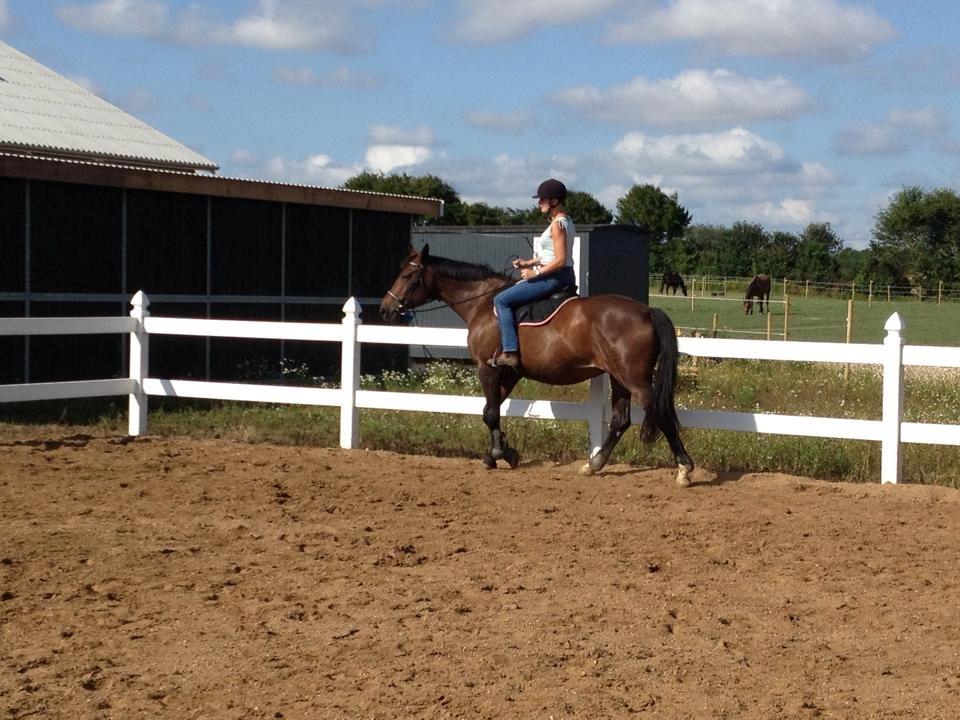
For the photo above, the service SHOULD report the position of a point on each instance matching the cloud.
(512, 122)
(819, 29)
(6, 19)
(309, 25)
(340, 77)
(116, 17)
(692, 98)
(895, 134)
(491, 22)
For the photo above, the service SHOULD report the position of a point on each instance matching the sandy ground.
(172, 578)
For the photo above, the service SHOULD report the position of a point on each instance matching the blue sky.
(779, 112)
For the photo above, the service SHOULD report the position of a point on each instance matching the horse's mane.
(460, 270)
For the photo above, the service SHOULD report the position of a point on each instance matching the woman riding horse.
(635, 344)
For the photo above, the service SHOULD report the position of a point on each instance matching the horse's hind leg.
(497, 384)
(619, 424)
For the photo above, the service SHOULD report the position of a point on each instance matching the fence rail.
(892, 356)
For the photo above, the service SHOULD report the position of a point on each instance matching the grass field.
(817, 318)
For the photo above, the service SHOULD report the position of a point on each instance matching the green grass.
(785, 388)
(819, 319)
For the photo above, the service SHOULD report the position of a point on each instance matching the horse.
(671, 280)
(634, 344)
(758, 288)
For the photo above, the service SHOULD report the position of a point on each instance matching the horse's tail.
(660, 413)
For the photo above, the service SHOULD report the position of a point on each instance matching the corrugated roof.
(43, 112)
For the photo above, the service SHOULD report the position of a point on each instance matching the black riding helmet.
(552, 190)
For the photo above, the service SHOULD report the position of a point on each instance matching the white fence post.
(891, 460)
(139, 365)
(597, 417)
(350, 375)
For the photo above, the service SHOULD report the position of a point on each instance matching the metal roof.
(44, 113)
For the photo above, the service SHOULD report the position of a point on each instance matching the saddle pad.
(541, 311)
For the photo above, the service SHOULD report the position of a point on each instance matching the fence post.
(350, 375)
(597, 419)
(139, 365)
(891, 461)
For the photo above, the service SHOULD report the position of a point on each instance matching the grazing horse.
(758, 288)
(585, 338)
(671, 280)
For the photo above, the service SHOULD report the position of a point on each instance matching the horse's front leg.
(497, 384)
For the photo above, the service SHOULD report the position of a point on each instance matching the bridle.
(402, 301)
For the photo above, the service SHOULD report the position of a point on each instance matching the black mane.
(460, 270)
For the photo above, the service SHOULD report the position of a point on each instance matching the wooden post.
(891, 461)
(350, 376)
(786, 315)
(139, 365)
(846, 368)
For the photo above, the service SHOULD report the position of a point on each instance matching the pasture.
(178, 578)
(821, 319)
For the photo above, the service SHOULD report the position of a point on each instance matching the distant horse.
(585, 338)
(758, 288)
(671, 281)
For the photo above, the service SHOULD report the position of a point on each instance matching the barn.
(96, 205)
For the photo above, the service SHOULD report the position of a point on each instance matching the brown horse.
(585, 338)
(758, 288)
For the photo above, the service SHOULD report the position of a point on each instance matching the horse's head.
(411, 288)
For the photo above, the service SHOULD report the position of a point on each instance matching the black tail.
(660, 411)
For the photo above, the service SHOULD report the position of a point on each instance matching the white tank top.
(543, 245)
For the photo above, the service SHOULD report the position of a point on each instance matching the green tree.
(585, 209)
(917, 237)
(815, 253)
(661, 215)
(416, 185)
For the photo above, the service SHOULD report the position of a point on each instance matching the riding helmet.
(552, 190)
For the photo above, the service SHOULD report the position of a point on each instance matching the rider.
(550, 269)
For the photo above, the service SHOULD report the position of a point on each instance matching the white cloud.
(692, 98)
(490, 22)
(511, 122)
(895, 134)
(340, 77)
(310, 25)
(387, 158)
(116, 17)
(822, 29)
(6, 19)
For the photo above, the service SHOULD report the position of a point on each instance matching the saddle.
(540, 310)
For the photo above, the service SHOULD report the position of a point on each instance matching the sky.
(776, 112)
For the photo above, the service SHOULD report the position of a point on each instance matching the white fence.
(892, 356)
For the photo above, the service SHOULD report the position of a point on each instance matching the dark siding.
(55, 358)
(12, 223)
(246, 245)
(166, 243)
(317, 251)
(75, 238)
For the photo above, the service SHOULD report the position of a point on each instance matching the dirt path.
(171, 578)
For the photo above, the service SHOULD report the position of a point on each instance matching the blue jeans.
(520, 294)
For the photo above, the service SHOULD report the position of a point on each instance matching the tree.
(815, 253)
(917, 237)
(585, 209)
(648, 207)
(416, 185)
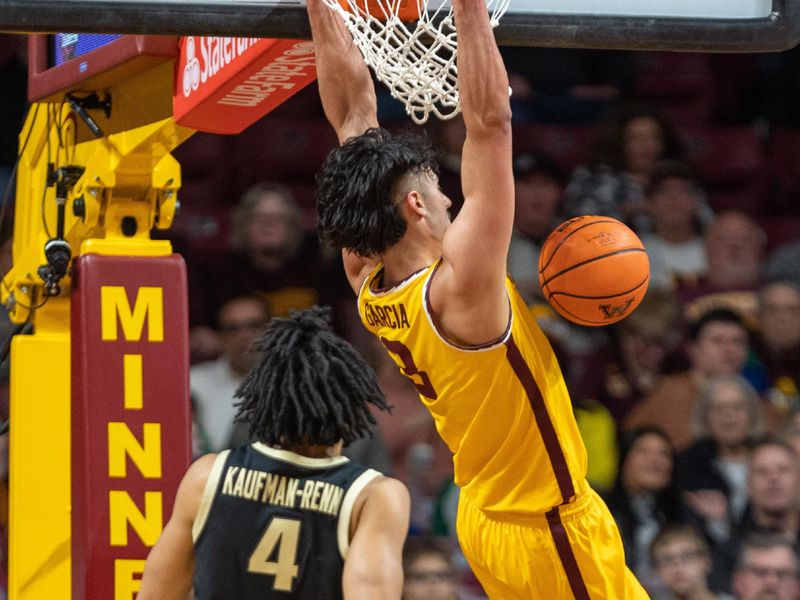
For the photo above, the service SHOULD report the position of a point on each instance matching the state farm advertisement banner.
(225, 84)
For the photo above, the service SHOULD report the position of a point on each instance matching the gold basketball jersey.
(502, 408)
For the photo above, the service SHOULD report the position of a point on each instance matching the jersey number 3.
(419, 378)
(283, 533)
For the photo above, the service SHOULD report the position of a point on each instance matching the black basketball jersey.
(273, 524)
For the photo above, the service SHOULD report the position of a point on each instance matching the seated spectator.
(775, 360)
(735, 250)
(791, 431)
(645, 498)
(682, 560)
(538, 189)
(773, 485)
(213, 384)
(783, 263)
(679, 212)
(767, 569)
(712, 472)
(717, 345)
(629, 367)
(270, 255)
(774, 488)
(621, 160)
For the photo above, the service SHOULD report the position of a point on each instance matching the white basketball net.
(416, 61)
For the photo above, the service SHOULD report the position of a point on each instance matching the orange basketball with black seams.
(593, 270)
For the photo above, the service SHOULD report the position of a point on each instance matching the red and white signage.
(225, 84)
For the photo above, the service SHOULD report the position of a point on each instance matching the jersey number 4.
(284, 534)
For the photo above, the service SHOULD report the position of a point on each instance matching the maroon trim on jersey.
(567, 556)
(435, 322)
(543, 421)
(389, 288)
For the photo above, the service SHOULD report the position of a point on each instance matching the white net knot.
(416, 61)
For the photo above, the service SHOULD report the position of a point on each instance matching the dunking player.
(288, 516)
(437, 296)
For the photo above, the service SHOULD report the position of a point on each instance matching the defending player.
(437, 296)
(288, 516)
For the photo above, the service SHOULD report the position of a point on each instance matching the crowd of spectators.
(690, 408)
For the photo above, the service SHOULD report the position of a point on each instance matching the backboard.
(689, 25)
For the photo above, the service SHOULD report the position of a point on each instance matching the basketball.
(593, 270)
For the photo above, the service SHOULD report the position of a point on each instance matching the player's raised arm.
(345, 85)
(476, 244)
(374, 564)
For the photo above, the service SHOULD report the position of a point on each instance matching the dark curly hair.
(310, 388)
(355, 186)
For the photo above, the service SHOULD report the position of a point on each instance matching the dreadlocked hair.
(310, 388)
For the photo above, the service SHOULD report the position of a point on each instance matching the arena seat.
(680, 84)
(730, 162)
(567, 144)
(206, 161)
(276, 149)
(783, 171)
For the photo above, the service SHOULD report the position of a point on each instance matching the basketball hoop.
(416, 61)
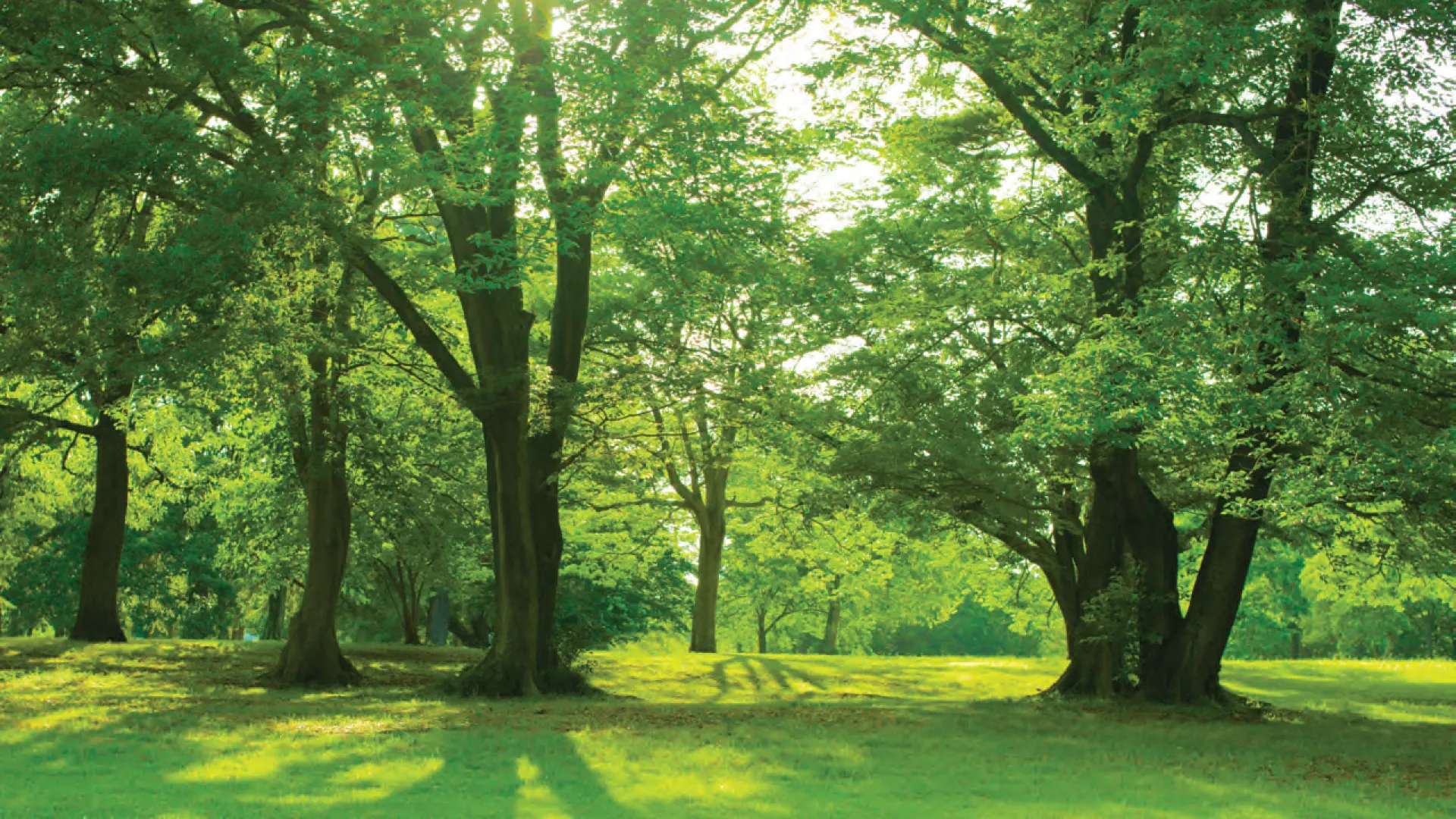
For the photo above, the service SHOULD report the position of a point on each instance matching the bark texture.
(277, 602)
(712, 531)
(98, 618)
(319, 436)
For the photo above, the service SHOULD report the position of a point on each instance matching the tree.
(1104, 98)
(111, 281)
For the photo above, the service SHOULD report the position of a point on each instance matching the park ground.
(178, 729)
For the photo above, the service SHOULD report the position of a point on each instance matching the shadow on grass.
(234, 749)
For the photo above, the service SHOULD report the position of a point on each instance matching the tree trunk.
(98, 620)
(832, 627)
(410, 620)
(312, 654)
(277, 605)
(510, 668)
(568, 331)
(1190, 662)
(712, 531)
(545, 450)
(440, 618)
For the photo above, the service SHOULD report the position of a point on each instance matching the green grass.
(182, 729)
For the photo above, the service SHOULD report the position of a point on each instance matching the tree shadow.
(780, 672)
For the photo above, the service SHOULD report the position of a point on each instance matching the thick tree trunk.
(568, 333)
(98, 620)
(312, 654)
(277, 605)
(712, 531)
(510, 668)
(1190, 662)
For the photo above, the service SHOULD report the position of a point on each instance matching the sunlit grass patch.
(188, 729)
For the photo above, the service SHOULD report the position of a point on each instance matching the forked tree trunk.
(510, 667)
(712, 531)
(1187, 667)
(96, 618)
(312, 654)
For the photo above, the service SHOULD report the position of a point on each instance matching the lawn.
(184, 730)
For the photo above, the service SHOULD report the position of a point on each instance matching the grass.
(181, 729)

○ ○ ○ ○ ○

◆ **GIVEN INSTRUCTION**
Nothing but the lines from the line with "sunlit grass patch." to the last line of the listing above should appear; please retype them exactly, both ends included.

◆ **TASK RESPONSE**
For the photo above, the service SHOULD report the position of a point on each instance matching the sunlit grass patch.
(188, 729)
For the photo above, the service SHOULD report the position of a point on each instance matching the forked tree trunk.
(510, 667)
(712, 531)
(1187, 667)
(96, 618)
(312, 654)
For the photo above, the service SHOULD report the position of a point on each instance matching the lawn.
(184, 730)
For the photo above, the service SHOULD report the position of a point on each instance matching the grass.
(181, 729)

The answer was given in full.